_PROVIDED ENTRIES_.
▶

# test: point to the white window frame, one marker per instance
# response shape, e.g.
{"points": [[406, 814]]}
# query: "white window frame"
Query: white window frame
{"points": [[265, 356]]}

◀

_WORK REQUIRED_. Extract the lines above from the one containing "# response shape, e.g." to the last line, both included, exactly as written.

_RESULT BELOW_.
# response shape, e.g.
{"points": [[406, 814]]}
# query: "white window frame"
Query: white window frame
{"points": [[265, 356]]}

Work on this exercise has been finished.